HOW TO COMPLETE THIS TASK
What you return should be the lines of the data containing "below", each in full.

SOURCE MATERIAL
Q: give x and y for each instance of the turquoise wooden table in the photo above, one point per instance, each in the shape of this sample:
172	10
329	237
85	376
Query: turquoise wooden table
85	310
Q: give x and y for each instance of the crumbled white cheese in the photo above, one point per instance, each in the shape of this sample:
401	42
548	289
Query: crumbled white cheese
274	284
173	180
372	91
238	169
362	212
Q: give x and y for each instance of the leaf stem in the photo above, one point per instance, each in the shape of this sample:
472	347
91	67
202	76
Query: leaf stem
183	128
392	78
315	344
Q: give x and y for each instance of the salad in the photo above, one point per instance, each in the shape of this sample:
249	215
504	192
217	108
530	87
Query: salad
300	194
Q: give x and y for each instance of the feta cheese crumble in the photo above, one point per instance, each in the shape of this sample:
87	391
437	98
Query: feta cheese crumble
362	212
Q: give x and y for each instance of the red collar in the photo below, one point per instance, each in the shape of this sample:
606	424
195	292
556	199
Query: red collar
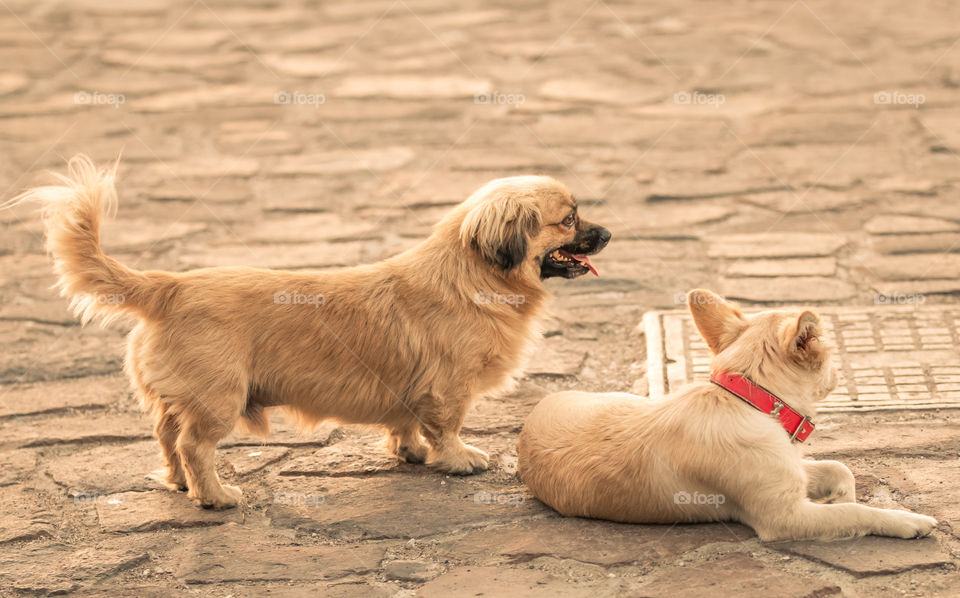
797	426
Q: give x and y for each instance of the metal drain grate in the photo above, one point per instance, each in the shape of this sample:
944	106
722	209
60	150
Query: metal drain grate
889	357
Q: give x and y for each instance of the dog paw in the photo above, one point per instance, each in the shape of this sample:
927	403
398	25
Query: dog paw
911	525
174	482
416	453
226	497
410	450
464	460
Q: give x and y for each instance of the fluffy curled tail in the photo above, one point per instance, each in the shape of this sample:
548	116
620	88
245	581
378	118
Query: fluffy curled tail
99	287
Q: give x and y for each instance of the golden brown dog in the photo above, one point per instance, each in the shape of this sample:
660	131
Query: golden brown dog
406	343
702	453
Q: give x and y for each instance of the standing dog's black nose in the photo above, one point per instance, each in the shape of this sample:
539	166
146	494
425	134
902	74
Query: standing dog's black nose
604	238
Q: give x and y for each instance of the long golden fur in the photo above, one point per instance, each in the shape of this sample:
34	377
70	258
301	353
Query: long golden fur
406	343
702	454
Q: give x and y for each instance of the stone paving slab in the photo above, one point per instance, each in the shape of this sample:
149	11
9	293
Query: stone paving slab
749	150
872	556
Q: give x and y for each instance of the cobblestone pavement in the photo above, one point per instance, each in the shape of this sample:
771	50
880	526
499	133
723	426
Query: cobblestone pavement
779	152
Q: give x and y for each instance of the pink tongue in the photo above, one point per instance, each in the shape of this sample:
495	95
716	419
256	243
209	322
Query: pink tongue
583	260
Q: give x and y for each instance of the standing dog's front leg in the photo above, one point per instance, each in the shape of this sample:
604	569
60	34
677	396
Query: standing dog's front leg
829	482
442	419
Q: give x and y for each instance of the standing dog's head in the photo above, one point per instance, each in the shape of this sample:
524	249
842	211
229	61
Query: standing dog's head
530	225
781	350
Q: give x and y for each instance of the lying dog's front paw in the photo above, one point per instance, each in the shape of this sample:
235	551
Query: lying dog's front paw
462	460
225	497
911	525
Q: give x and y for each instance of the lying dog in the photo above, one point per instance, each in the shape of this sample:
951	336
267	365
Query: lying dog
406	343
710	452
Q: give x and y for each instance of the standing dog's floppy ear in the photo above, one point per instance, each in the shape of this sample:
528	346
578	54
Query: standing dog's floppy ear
719	322
800	339
499	228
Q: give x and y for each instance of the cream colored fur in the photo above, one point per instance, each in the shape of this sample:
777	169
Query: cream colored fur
403	343
628	458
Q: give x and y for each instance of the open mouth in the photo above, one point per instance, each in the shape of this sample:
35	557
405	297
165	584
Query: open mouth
569	265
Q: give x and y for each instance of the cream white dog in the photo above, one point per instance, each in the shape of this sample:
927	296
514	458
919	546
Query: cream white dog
705	453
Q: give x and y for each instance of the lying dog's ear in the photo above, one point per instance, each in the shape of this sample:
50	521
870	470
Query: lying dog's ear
719	322
800	338
499	229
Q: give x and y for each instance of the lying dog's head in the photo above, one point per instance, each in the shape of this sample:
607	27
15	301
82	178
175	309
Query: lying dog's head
531	224
782	350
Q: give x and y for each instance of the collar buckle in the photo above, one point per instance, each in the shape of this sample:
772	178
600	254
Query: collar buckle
800	426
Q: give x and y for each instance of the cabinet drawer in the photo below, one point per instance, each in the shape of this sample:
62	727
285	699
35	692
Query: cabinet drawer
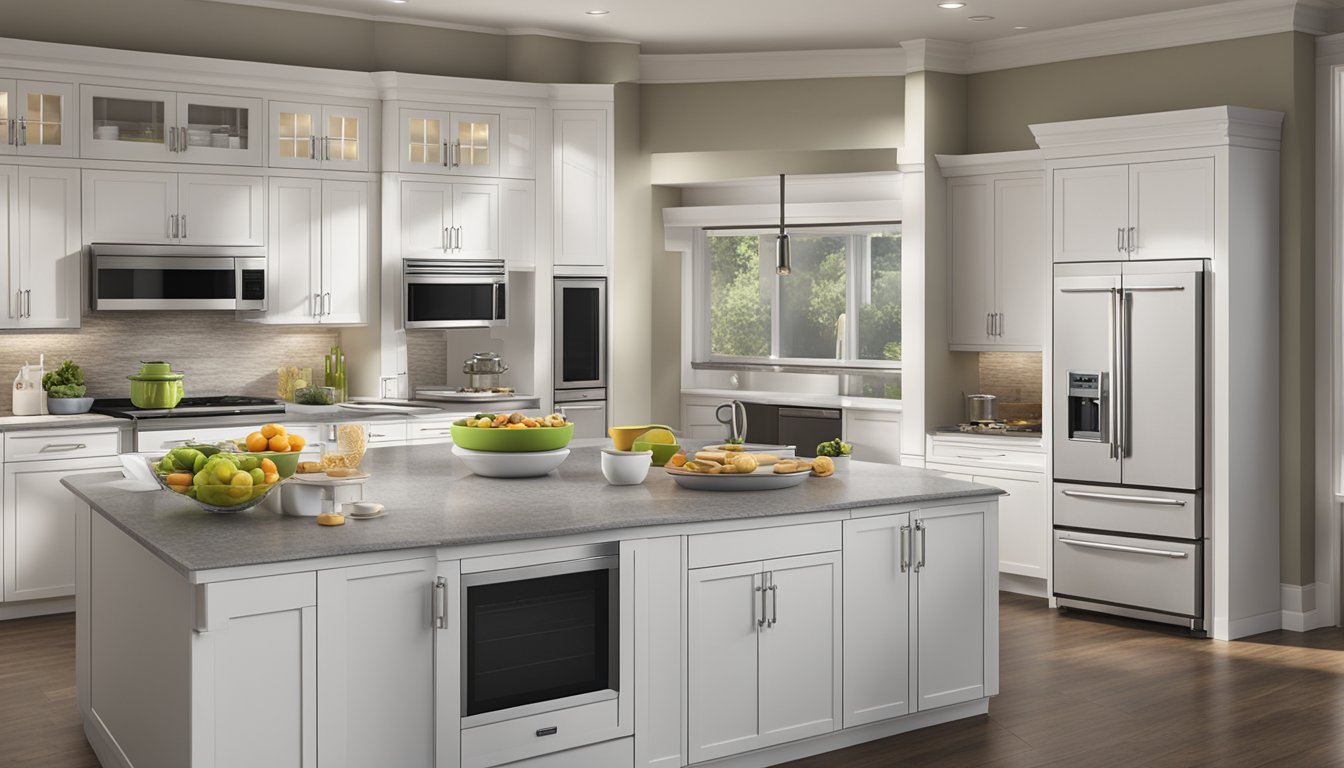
523	737
1149	513
386	432
1151	574
762	544
965	453
61	444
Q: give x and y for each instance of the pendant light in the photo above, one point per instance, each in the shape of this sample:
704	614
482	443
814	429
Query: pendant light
781	242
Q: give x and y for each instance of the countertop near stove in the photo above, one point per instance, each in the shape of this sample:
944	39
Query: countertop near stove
433	501
15	423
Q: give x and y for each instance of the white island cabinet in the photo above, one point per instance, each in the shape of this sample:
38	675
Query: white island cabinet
725	639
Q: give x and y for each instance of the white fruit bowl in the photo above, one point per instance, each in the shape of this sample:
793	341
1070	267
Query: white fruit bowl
511	464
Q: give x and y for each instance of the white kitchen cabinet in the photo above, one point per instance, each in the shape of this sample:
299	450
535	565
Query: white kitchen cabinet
764	653
183	209
518	223
375	665
319	252
39	246
1018	466
168	127
999	265
460	143
449	221
36	119
254	658
1133	211
39	513
327	136
581	188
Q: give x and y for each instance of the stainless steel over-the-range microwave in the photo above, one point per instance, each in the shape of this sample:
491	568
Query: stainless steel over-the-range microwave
176	277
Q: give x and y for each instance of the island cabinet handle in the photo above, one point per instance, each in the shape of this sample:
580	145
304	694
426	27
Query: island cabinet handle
441	603
58	447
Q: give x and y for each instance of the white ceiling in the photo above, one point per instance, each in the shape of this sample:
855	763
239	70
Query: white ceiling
741	26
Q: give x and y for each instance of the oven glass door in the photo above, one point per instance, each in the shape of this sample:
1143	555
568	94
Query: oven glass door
539	638
436	303
133	283
579	334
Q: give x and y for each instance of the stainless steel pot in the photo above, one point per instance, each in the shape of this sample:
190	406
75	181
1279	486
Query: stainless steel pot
980	408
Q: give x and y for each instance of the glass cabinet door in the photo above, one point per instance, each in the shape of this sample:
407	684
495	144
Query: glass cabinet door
36	117
221	129
125	124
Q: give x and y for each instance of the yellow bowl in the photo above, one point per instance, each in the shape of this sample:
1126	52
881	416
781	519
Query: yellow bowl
624	436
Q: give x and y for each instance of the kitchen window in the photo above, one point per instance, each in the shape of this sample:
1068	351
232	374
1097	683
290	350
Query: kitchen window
839	308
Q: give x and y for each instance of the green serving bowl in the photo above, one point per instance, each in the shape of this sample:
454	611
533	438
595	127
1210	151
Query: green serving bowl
512	440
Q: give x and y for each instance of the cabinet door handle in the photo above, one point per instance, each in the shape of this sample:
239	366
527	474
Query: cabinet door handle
62	447
441	603
922	533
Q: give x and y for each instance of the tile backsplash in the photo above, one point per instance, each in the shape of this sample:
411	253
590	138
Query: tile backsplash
217	353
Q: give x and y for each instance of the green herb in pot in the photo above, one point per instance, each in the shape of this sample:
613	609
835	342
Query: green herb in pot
66	381
835	448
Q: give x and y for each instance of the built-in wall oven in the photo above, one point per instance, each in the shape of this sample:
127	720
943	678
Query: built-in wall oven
579	330
543	665
454	292
178	277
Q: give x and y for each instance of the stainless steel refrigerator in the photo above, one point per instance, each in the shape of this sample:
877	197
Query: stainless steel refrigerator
1129	392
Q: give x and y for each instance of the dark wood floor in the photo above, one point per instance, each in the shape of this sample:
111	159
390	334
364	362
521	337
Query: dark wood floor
1077	692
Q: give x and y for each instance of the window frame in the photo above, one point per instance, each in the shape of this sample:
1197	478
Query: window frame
856	283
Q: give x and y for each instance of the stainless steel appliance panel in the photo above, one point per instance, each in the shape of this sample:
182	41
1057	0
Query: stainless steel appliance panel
1086	308
1151	574
1129	510
579	332
1161	363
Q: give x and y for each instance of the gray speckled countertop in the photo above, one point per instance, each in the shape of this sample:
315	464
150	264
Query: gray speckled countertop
433	501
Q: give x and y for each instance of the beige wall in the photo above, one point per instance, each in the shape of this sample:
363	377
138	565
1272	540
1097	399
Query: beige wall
1272	71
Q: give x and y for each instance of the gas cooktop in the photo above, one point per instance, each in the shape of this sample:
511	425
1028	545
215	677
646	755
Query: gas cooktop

EXERCISE RESPONSE
Q: give x and y for each instance of the red collar in the photo below, one point per instance, each in the shape of this sample:
Q: give x and y for each instance of the cabinet drawer in the photo below, one point per instance, each in the shape of this sample:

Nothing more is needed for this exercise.